# Problem statement:
Report every line of the records that contains the word "negative".
START Material provided
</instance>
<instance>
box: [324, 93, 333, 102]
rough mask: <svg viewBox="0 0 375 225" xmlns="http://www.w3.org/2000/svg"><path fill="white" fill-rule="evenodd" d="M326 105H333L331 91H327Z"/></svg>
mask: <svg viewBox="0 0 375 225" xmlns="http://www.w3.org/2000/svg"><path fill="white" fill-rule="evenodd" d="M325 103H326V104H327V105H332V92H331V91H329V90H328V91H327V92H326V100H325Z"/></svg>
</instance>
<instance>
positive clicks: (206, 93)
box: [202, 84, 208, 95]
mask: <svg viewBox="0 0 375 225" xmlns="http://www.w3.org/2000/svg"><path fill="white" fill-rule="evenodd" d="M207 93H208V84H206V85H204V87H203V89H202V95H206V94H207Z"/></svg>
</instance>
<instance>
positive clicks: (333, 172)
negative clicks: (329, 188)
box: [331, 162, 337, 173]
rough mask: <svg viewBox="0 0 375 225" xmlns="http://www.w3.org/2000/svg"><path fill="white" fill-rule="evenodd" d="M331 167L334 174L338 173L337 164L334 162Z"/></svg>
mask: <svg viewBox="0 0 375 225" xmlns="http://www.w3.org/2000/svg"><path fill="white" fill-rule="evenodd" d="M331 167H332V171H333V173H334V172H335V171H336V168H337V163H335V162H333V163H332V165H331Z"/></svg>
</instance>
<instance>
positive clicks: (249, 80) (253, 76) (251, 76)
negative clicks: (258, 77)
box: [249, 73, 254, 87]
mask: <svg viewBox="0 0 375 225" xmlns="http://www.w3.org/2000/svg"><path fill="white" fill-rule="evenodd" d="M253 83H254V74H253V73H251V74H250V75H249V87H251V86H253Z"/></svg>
END Material provided
# Written reply:
negative clicks: (329, 188)
negative clicks: (258, 77)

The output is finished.